Passage given
In an editorial Thursday, the L.A. Times argues against U.S. acquiescence to an Israeli attack on Iran. The editorialists write:

There are a dozen reasons why “If you want to whack them, we’ve got your back” is the wrong message for the U.S. to send Israel, publicly or privately.

One is the increase in oil prices as a result of the war talk, which only enriches Iran. But here are two better ones: The consequences of an Israeli war with Iran are unpredictable, and it is nearly impossible to assess Iran’s ability to make good on its threats to retaliate against the United States, presumably through its terrorist proxy, Hezbollah. The last thing the U.S. needs now is more instability, as Chairman of the Joint Chiefs of Staff Adm. Michael G. Mullen said Wednesday. And while the odds may be low that diplomacy will solve the problem, we can’t know for sure because we haven’t tried it. Only the Europeans have. If bilateral talks with nuclear North Korea were acceptable to Bush, then why is it still anathema to talk with Iran?

The consequences of an Israeli war with Iran may be unpredictable, but the consequences for Israel of a nuclear-armed Iran are less unpredictable.

Sure, Iran might go nuclear and not attack the Jewish state, but is that a risk Israel can afford to take? Even if Iran held off from attacking Israel – which may be the likelier scenario, were Iran to go nuclear – the Islamic Republic would be able to brandish its nuclear threat over Israel like a mobster with a baseball bat. Is that something with which Israel would be able to live?

Dataset excerpt

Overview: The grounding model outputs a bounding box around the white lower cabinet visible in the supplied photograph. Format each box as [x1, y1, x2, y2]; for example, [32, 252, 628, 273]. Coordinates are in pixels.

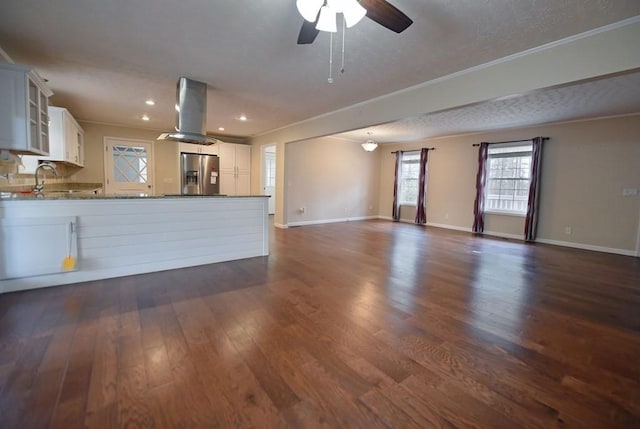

Request
Summarize the passage on the L.A. Times editorial in two sentences. The listing above has no connection to the passage on the L.A. Times editorial.

Correct result
A Thursday L.A. Times editorial argues against U.S. acquiescence to an Israeli attack on Iran. It cites the war's unpredictable consequences, the difficulty of assessing Iran's ability to retaliate against the United States, and the untried option of direct diplomacy, while the passage answers that a nuclear-armed Iran's consequences for Israel are less unpredictable, since even without attacking, Iran could brandish its nuclear threat over Israel.